▸ Short problem: Copy the passage from the workshop air filter thread word for word, starting at "## PPK (Mar" and ending at "of your own.".

▸ Source excerpt:
———

# Workshop air filter



## Andrew714 (Nov 28, 2014)

Hello,

I am planning on building a shop air filter, but I'm trying to figure out what CFM I can put through standard pleated furnace filters. I'm planning on building a ceiling mounted box with a 12"x24"x1" filter on each side, and a fan on the bottom, which I think moves about 1000 CFM or just under that. Does anyone have any thoughts about whether these filters are large enough to accommodate the airflow, or should I use bigger filters?

Thanks,

Andrew


----------



## PPK (Mar 8, 2016)

1000 CFM is probably a little on the high side for that size of filter… They may blow out or kind of come apart unless you have some sort of screen to help stiffen them up. Another concern is the Merv rating of the filters. The higher the Merv (better filters that catch more/smaller dust) rating, the harder it will be to force air through the filter. They'll also plug faster.

I made a shop air filter with 16×20 filters and a small squirrel cage blower a long time ago. It worked OK. For what it costs nowadays for a air cleaner, I'd just buy one. That's my opinion anyway.

Here's one that's got decent reviews before hand. At the least, it could be a good guide for your specs if you make one of your own.

———

▸ Excerpted records:
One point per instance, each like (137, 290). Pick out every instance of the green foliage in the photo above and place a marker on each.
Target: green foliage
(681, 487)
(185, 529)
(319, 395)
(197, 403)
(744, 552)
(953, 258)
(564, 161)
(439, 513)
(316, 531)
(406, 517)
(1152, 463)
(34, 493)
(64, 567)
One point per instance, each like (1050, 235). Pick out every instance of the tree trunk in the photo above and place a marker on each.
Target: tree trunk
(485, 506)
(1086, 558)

———

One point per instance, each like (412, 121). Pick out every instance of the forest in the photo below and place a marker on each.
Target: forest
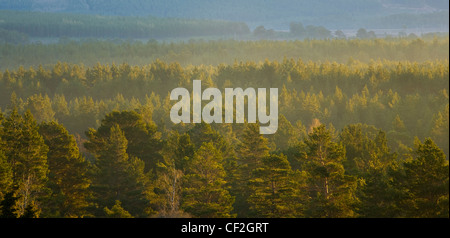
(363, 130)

———

▸ The answer:
## PPK (Mar 8, 2016)

1000 CFM is probably a little on the high side for that size of filter… They may blow out or kind of come apart unless you have some sort of screen to help stiffen them up. Another concern is the Merv rating of the filters. The higher the Merv (better filters that catch more/smaller dust) rating, the harder it will be to force air through the filter. They'll also plug faster.

I made a shop air filter with 16×20 filters and a small squirrel cage blower a long time ago. It worked OK. For what it costs nowadays for a air cleaner, I'd just buy one. That's my opinion anyway.

Here's one that's got decent reviews before hand. At the least, it could be a good guide for your specs if you make one of your own.